Stacey: [00:22:02] So it isn’t about and that’s what I always tell folks, like, we can’t go into this thinking we’re going to manipulate how many times are going to refer and exactly, you know, exactly what this is going to look like. But it is more about that surprise and delight factor of being memorable and meaningful and then using the language that we use. But the big piece that people miss in this is that referrals will always come down to two things the desire to refer you and the opportunity to refer you. And I can’t manufacture opportunity, but I can help make sure that you have a desire to refer me by how I take care of you. And as long as I’m doing it from a genuine place and that I truly feel thankful for you and that I want you to know that, then it’ll feel genuine as it should be. I always tell folks like if you’re into manipulation, please exit stage left because that there’s no place for you here and what we were doing, you’ve got to want to care and you have to care about your referral sources. This is just our way of taking care of them so they know how important they are to us. And then we use language because we also want them to think about the fact that they’ve referred us right and that we’re so appreciative that moving forward.

Stacey: [00:23:10] And so that’s how the pieces fit together. I think when you’re hearing it for the very first time, you’re like, OK, in theory, this makes sense. But I actually tell folks when they build out their plan, I’m like, it’s actually as it’s even simpler than you can imagine it to be. The biggest issue is, is what are you going to do? What are you going to say when you’re doing it starts with only who are you doing it for and what do they need, now what’s easy for you to deliver on. And then, of course, your consistency in doing it. Like we have an attorney in our program who has started out with one referral source, get six or seven referrals or cases a year for that one referral source couldn’t take them. All right. They were the right fit. And she started thinking about when that one referral source retires, I’m really in trouble. She was like, I need other people referring me. She got referred to me by a financial advisor who had worked with me. And she’s like, you need to work with Stacey. We took her from those six or seven referrals a year from one referral source and got her to twelve.

Stacey: [00:24:05] And then in her and before the end of that first year and then got her to twenty-seven referrals her second year. And in that process she was also she needed referral sources, she needed to turn clients and other attorneys and COIs into referral sources. So she’s following the process to turn people into referral sources. You get twenty-seven referrals and her first year she got thirty, thirty to thirty-two I think it was in her second year. And then every year since she’s gotten forty referrals or more a year and she’s in her sixth year she actually at the end of 2020 she just built her referral plan for the seventh time for the year of 2021 and last year in 2020 she got forty-seven referrals. And this is a way that sustainably is how she builds her practice because she knows these are the people I take care of. This is how I take care of them. This is the language that I use. And I also make sure that I do really good work at the same time. Right. That’s important to be referable. And then she is consistent with following her process and it consistent with following that referral process, that referral plan, which is where she’s having her ongoing success.

• Data supplied
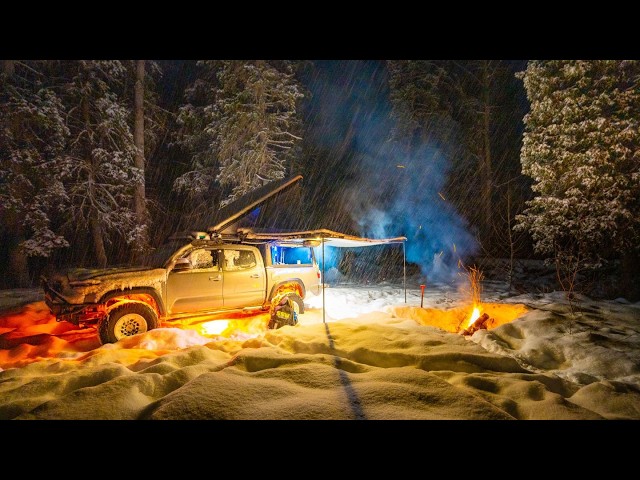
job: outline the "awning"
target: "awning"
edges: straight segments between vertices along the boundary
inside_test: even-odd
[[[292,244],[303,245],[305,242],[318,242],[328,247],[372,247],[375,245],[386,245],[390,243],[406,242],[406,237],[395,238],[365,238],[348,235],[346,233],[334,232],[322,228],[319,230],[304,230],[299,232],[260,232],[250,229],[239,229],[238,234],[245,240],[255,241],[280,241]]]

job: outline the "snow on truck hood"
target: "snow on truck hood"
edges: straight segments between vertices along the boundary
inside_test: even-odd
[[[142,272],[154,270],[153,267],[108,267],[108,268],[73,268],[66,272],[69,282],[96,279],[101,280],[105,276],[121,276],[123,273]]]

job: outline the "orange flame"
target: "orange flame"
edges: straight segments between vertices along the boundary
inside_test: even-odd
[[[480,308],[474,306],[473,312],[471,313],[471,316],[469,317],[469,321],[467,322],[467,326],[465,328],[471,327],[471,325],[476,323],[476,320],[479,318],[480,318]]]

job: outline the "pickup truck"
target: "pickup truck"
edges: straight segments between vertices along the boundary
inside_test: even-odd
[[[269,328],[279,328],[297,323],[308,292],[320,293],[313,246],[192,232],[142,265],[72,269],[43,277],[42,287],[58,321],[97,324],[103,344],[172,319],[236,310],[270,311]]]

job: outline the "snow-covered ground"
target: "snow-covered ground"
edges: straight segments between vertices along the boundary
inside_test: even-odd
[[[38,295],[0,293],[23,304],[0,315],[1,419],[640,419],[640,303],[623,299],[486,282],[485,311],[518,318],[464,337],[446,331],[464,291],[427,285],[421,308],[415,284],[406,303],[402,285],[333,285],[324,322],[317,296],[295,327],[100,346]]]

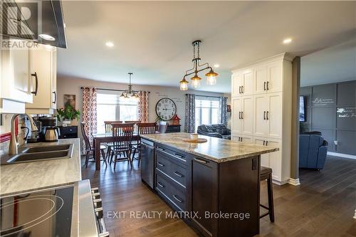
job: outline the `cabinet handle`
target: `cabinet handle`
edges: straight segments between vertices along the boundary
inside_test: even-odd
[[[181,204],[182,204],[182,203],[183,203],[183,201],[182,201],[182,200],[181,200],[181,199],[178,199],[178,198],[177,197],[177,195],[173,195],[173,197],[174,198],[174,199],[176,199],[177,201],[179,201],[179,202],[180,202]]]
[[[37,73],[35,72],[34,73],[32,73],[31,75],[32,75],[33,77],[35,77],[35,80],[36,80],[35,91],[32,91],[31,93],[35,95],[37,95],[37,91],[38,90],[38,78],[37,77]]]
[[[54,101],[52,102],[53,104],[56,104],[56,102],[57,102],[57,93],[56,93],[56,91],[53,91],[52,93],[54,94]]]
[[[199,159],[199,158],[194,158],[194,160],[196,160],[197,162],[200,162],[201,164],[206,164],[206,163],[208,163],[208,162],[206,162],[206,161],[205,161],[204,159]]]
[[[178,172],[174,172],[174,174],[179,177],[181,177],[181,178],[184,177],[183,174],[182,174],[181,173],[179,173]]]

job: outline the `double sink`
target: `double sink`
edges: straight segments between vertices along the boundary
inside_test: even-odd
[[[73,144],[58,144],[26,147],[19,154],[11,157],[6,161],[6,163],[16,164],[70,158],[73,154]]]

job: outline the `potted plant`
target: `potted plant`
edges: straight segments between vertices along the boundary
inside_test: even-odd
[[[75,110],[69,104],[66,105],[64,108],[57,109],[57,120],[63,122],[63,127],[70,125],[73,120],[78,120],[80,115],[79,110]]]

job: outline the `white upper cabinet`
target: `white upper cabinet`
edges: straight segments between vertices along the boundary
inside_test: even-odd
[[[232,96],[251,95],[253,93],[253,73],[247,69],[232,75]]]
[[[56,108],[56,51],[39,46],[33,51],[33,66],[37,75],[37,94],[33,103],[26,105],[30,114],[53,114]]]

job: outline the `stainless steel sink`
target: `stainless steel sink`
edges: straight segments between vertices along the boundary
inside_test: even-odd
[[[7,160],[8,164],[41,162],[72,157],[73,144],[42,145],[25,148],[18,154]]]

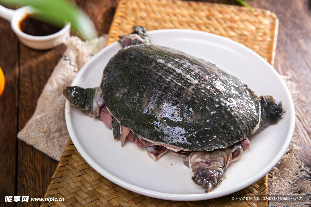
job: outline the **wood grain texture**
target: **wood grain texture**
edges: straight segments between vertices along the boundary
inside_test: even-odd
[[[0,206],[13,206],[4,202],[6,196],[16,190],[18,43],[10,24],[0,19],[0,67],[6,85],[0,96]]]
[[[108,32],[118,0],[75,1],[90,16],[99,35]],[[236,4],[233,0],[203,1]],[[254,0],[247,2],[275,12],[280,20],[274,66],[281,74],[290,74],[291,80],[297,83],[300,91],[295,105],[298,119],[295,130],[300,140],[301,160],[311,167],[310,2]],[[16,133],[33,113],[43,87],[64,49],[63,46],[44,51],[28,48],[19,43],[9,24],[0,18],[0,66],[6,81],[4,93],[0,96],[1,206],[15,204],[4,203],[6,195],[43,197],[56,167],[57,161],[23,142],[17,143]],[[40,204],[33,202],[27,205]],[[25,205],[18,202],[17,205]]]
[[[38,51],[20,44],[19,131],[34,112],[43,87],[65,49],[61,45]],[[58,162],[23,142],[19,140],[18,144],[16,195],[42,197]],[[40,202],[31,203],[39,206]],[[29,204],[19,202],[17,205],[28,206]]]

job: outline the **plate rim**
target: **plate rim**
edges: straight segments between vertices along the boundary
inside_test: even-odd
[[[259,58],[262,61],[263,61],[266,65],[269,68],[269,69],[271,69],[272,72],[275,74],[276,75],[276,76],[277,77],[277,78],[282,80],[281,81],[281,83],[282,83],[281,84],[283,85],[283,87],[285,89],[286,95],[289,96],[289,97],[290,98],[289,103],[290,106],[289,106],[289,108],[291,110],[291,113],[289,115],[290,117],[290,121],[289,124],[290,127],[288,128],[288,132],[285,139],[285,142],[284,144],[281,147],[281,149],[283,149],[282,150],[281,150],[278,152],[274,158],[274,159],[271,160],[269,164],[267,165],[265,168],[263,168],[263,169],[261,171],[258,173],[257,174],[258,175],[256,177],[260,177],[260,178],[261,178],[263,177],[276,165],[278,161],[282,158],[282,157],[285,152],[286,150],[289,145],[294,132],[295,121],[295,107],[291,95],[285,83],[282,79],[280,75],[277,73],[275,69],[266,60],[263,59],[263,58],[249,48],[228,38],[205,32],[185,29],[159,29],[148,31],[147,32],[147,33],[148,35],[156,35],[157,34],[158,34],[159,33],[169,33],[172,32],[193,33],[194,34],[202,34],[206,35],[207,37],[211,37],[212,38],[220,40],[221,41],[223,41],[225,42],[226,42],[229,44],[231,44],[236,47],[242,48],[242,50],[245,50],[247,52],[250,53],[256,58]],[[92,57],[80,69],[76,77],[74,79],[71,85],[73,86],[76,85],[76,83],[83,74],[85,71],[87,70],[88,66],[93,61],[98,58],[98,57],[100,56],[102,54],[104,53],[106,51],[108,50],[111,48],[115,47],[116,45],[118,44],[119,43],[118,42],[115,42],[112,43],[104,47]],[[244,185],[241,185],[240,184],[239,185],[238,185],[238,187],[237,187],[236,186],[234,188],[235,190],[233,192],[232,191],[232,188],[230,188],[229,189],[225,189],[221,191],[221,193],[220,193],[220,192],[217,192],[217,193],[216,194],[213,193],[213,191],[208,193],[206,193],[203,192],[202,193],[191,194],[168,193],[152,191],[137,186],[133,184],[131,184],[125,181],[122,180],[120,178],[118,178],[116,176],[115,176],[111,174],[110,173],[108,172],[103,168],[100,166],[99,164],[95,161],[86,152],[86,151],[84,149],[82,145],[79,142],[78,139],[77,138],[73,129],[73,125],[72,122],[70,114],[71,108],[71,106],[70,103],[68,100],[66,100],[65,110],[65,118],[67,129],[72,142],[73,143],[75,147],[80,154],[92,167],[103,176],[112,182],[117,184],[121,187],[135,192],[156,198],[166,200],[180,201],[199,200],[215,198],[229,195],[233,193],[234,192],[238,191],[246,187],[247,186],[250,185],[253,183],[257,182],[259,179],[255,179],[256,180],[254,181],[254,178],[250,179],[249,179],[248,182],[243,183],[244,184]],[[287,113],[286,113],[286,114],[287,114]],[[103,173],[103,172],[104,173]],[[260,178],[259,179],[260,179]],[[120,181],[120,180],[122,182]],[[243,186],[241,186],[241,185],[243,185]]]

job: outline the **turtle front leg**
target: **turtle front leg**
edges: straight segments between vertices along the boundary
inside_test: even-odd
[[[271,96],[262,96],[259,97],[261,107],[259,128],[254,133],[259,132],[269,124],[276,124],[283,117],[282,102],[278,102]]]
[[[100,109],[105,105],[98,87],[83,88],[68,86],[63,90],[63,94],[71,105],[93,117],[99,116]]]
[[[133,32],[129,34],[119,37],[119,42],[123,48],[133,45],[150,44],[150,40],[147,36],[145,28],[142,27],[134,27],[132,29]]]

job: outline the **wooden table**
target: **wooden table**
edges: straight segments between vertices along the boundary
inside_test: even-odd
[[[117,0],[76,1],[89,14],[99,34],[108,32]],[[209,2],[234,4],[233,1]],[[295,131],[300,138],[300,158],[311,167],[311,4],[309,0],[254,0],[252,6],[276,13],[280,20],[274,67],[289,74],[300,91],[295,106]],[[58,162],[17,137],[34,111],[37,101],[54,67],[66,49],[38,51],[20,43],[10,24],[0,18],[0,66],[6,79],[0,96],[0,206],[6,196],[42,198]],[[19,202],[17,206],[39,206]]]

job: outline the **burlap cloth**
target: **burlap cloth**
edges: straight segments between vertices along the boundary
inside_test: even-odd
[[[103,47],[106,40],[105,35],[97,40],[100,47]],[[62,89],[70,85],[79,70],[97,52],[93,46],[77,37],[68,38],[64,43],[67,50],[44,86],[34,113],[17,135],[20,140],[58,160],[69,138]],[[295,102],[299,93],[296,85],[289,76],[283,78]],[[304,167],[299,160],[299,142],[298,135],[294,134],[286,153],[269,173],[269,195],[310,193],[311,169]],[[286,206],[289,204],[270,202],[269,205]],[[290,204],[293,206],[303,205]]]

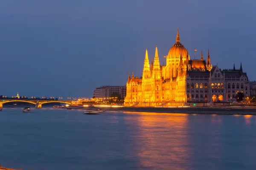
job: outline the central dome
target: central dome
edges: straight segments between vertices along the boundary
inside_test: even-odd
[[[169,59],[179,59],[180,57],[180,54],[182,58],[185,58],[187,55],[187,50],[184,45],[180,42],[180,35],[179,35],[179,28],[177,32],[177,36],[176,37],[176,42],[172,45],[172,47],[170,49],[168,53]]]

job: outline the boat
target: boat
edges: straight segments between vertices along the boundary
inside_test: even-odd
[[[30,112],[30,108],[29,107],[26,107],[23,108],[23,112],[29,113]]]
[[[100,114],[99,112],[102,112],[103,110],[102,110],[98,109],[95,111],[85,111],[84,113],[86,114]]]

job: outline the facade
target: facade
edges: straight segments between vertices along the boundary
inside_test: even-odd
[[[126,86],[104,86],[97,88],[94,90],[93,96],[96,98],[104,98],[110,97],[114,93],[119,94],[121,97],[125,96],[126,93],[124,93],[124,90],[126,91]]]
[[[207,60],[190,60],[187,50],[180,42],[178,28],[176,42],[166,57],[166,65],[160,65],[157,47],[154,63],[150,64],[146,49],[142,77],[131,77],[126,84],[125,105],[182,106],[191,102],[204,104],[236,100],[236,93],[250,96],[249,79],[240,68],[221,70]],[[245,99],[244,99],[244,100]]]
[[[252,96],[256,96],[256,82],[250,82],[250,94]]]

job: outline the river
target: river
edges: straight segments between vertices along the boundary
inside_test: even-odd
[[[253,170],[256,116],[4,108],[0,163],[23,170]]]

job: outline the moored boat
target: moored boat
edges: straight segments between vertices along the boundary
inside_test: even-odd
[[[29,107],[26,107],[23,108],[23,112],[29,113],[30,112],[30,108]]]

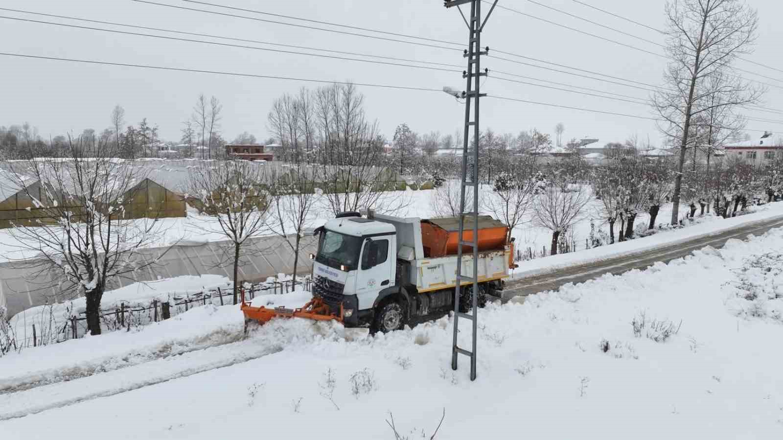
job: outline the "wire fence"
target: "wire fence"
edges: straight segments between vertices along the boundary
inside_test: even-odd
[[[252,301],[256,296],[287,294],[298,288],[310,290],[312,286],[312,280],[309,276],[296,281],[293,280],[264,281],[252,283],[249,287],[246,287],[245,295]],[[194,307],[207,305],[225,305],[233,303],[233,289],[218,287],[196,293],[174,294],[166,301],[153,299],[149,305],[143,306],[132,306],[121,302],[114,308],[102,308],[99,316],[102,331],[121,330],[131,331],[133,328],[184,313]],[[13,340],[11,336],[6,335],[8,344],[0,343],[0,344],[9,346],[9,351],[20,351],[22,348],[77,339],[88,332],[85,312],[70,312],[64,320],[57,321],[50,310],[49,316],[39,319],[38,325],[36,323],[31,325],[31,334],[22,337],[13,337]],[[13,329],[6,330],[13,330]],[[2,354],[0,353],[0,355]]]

• Complete the following
1. Answer from the transcript on referrals:
(a) According to Stacey, what two things will referrals always come down to?
(b) Who referred the attorney in the program to Stacey?
(c) How many referrals did that attorney receive in 2020?
2. Resume the transcript on referrals, continuing from its final sentence.

• Expected results
1.
(a) The desire to refer you and the opportunity to refer you.
(b) A financial advisor who had worked with Stacey.
(c) Forty-seven.

2.
Liel: [00:25:06] That’s amazing. And thank you so much for sharing with us that story of how your system has impacted a lawyer. Before we jump into talking a little bit as to how then lawyers can refer out some referrals themselves or how the B2B referrals work, I just want to go back to the client referrals side of things when we were thinking about getting referrals without having to ask from them. Really what you were saying is here to take care of the sources that are already referring to you, be there throughout the year, be present there with some gestures of appreciation, and that will prompt them to continue their efforts of sending over people to your law firm. Is that correct?

Stacey: [00:25:56] Yeah, it’s ultimately right. It is ultimately a process that you build that you’re going to execute on throughout the year. And we call them touchpoints, but it’s like the what am I going to do? I mean, sometimes it’s the handwritten thank you note. Sometimes it’s the actual getting on a virtual Zoom with somebody and having a real conversation. Sometimes it is sending a gift like there’s different things you can do that allow you to deepen the relationship with this person so that they know you care about them. And then the tactical piece we teach is just the language. So, yes, you’ve got it. It sometimes to some people, sounds a little bit like it sounds too simple to be true, but that is exactly what it is. It is just your ability to be consistent by taking care of the people who take care of your business. We just build a process behind it so we know we’re doing it right. Not too much, not too less, and using the right language.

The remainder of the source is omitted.